• Given instruction
Restate the entire listing word for word.

• Supplied data
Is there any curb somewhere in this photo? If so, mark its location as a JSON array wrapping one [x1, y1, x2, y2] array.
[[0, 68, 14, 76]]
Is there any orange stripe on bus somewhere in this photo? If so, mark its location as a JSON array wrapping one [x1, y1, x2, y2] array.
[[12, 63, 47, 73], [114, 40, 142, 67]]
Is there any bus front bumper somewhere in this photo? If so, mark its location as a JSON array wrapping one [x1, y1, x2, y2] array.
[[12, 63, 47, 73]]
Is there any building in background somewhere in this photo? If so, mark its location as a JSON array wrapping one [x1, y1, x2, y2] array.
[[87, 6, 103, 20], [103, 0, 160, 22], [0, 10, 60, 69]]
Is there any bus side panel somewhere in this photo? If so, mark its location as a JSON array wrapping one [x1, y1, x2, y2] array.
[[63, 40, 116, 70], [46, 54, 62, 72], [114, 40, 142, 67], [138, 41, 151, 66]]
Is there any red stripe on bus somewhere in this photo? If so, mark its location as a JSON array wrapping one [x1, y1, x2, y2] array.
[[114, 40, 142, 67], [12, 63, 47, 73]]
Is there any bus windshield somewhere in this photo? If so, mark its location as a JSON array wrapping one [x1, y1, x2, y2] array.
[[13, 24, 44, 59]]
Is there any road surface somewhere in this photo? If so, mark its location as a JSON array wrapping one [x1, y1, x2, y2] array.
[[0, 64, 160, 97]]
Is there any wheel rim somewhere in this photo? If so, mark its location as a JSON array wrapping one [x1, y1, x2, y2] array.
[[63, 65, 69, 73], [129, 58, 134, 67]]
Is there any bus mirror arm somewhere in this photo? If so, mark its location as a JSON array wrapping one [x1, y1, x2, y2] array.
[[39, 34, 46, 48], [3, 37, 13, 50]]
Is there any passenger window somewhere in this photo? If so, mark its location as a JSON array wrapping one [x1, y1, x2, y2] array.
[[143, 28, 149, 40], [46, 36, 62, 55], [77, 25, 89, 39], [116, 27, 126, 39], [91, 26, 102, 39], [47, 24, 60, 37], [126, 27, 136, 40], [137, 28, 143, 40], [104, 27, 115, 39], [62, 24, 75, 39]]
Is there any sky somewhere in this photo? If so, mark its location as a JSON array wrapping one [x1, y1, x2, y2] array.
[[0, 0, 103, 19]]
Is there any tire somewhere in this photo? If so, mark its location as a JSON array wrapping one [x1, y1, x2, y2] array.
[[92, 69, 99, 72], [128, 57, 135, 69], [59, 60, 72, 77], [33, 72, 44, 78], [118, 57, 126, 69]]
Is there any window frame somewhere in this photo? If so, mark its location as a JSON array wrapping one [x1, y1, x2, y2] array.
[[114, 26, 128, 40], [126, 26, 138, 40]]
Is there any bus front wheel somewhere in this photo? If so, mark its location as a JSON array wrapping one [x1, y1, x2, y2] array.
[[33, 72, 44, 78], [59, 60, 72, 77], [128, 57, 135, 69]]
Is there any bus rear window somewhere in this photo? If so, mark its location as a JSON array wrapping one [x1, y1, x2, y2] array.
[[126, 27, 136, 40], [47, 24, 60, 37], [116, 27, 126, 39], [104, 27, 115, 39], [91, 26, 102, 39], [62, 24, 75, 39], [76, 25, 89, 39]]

• Output of the exercise
Is there any curb somewhere in this photo? If so, mark its location as a JSON array wrapping one [x1, y1, x2, y2] array.
[[0, 68, 14, 76]]
Is there any orange stripe on bus somewhere in this photo? If so, mark its location as a JSON array wrapping one [x1, y1, x2, y2] array.
[[12, 63, 47, 73], [114, 40, 142, 67]]
Is there any bus front bumper somewhere in this photo? If so, mark its location as a JSON array wrapping one [x1, y1, x2, y2] array.
[[12, 63, 47, 73]]
Is there any building in background somewhere in this photo? If so, mark its location as a JSON array wrapping one [x1, y1, x2, y2] array.
[[87, 6, 103, 20], [103, 0, 160, 22], [0, 10, 60, 69]]
Is there any bus side panel somewhere in this photo? If so, mark its location as a JSON array wrapping one [x1, y1, x2, y2] array.
[[63, 40, 116, 70], [46, 54, 62, 72], [114, 40, 142, 67], [138, 41, 151, 66]]
Is there any red stripe on bus somewhere in this photo? If so, mark its location as a JSON array wrapping one [x1, y1, x2, y2] array.
[[114, 40, 142, 67], [12, 63, 47, 73]]
Is there any bus windshield somewhere in this photo? If so, mark its location as a JSON array wrapping one [x1, y1, x2, y2] array.
[[13, 24, 44, 59]]
Is there any road surface somewhere in this photo? If so, mark its location as a JSON array wrapping one [x1, y1, x2, y2] array.
[[0, 64, 160, 97]]
Is there any wheel rim somewhere in this photo? If so, mark its location as a JSON array wrapping one [x1, y1, x2, y2] array.
[[63, 65, 69, 73], [129, 58, 134, 67]]
Is there any bus mirror arm somewhere in this photo? If so, mark its location as a JSON array wrapping one [x1, y1, x2, y2] array.
[[39, 34, 46, 48], [3, 37, 13, 50]]
Is there any passenger window somewhere in this photo? If so, mark its location as a JSON array wrapping one [x1, y1, x2, y2] array.
[[143, 28, 149, 40], [46, 36, 62, 55], [77, 25, 89, 39], [116, 27, 126, 39], [91, 26, 102, 39], [47, 24, 60, 37], [126, 27, 136, 40], [137, 28, 143, 40], [104, 27, 115, 39], [62, 24, 75, 39]]
Is there any sky somewhere in this photo? If so, mark its location as a JSON array wrapping one [x1, y1, x2, y2] array.
[[0, 0, 103, 19]]
Is there any tire somewhere in this photo? If so, mark its location as a JSON array wrapping one [x1, y1, x2, y2] array.
[[92, 69, 99, 72], [128, 57, 135, 69], [59, 60, 72, 77], [33, 72, 44, 78], [118, 57, 126, 69]]
Is there any window frame somewhere in this photo? If so, mark its location as a JSON array wrapping one [x1, y1, x2, y2] array.
[[114, 26, 128, 40], [126, 26, 138, 40]]
Is there any bus front wheel somewhere in this photo? If so, mark its location as a JSON array wrapping one [x1, y1, x2, y2] array.
[[33, 72, 44, 78], [59, 60, 72, 77], [128, 57, 135, 69]]
Is there any bus rear window somewhere in this photo? If so, mark its location as a JSON array wrapping one [x1, y1, x2, y2] array.
[[126, 27, 136, 40], [47, 24, 60, 37], [116, 27, 126, 39], [104, 27, 115, 39], [91, 26, 102, 39], [62, 24, 75, 39], [76, 25, 89, 39]]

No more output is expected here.